== TASK TO COMPLETE ==
Repeat word for word the part of the death penalty text starting with "Despite these challenges" and going on through "in their states.".

== EXTRACT TO READ ==
————

Based on overall numbers, the nation does appear to be shifting away from the death penalty's mid-90s peak, when 315 people were sentenced to death in 1996. But laws and public attitudes remain split along political and geographic lines. The sharp drop in these numbers can be attributed as much to drug shortages and legal challenges as it can be to moral opposition, analysts say.

Of the 31 states that have the death penalty, only five held executions in 2016, according to the report. Georgia carried out the most – nine – while Texas was next, at seven. Two were carried out in Alabama, and one each in Missouri and Florida. These 20 total executions were the lowest nationwide total since 1991.

Just five states sentenced more than one person to death this year. California, whose population is one-tenth of the US, imposed nine death sentences, followed by five in Ohio, four in Texas, three in Alabama, and two in Florida. Because of legal challenges to legal injections, however, California hasn't executed any of the 741 inmates on its death row since 2006.

The total number of death sentences, meanwhile, is down more than 90 percent, from a recent high of 315 in 1996. 

Although several factors contribute to the drop in capital punishment, Americans' support does seem to be waning. The Pew Research Center found that roughly half of Americans support the death penalty today, compared to 80 percent in the 1990s.

Experts on capital punishment partly attribute this change in attitude to headline-making cases of botched executions. In recent years, the US saw several botched lethal injections where problems in the chamber led to situations where the condemned may have suffered in their last minutes. In Arizona, for example, a condemned man took nearly two hours to die by lethal injection.

States have also been scrambling to find drugs for lethal injection since European pharmaceutical companies imposed a sales ban about five years ago, citing ethical concerns. Pfizer also imposed a sales ban this year, cutting off the last major US supplier.

Defendants have also mounted more robust legal challenges, leading to costly trials over death sentences.

Despite these challenges to capital punishment, some states haven’t softened their attitudes as much as others. Voters in California and Nebraska rejected proposals last month to ban capital punishment in their states.

————

== PROVIDED DATA ==
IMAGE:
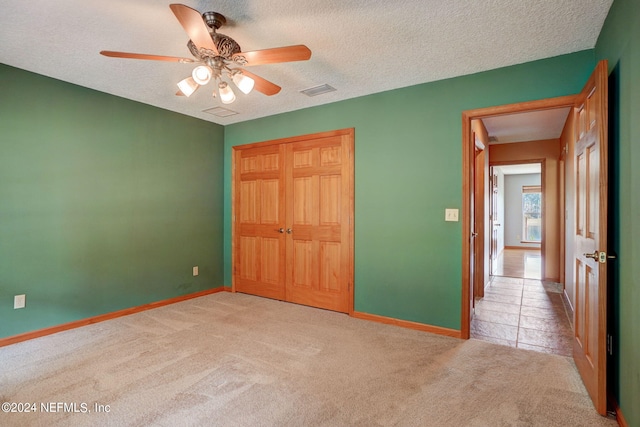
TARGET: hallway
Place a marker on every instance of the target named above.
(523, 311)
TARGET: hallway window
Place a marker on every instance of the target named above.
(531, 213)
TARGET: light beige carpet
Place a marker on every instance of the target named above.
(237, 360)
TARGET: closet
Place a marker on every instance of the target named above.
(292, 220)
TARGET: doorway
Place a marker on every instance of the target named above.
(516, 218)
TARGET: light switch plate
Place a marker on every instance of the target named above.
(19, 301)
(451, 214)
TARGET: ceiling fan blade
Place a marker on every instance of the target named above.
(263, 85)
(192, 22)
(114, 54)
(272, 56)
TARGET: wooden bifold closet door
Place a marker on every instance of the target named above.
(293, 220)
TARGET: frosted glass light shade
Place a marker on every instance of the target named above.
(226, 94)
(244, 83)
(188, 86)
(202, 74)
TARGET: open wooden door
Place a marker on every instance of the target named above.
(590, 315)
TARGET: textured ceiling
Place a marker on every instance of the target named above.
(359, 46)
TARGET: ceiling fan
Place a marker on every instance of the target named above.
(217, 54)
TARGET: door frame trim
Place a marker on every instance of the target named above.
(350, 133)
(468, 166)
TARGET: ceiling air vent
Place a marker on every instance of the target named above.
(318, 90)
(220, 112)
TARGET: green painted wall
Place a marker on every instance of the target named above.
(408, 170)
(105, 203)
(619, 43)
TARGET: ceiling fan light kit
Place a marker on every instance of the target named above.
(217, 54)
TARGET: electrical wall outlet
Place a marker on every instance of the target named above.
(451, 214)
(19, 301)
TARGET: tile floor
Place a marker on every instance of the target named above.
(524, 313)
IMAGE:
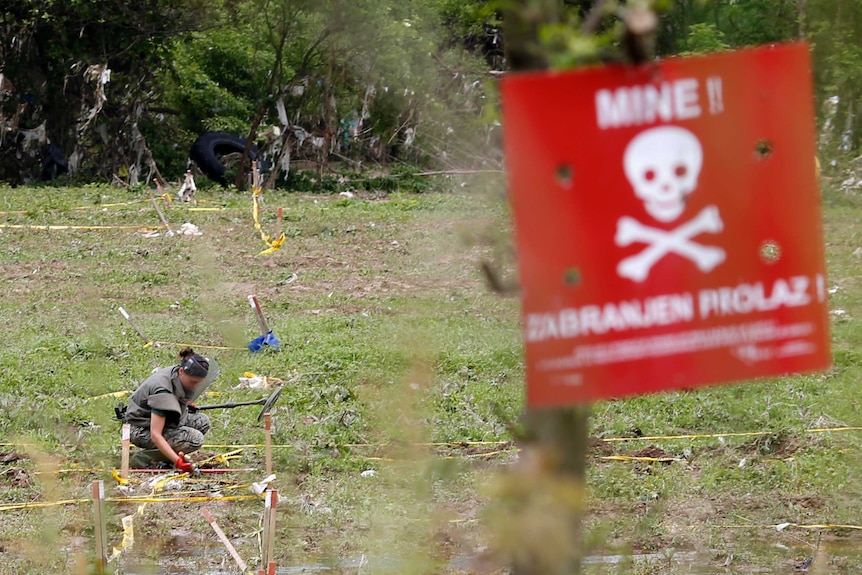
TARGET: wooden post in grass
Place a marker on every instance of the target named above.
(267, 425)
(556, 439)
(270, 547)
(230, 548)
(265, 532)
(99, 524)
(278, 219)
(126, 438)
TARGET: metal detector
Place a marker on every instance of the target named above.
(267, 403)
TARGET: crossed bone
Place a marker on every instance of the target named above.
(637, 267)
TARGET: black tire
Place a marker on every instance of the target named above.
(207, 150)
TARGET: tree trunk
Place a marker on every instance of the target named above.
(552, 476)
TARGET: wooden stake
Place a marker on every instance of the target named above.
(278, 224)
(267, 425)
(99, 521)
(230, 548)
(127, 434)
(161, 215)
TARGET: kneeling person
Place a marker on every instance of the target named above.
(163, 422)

————

== EXERCISE RESPONSE ==
Despite these challenges to capital punishment, some states haven’t softened their attitudes as much as others. Voters in California and Nebraska rejected proposals last month to ban capital punishment in their states.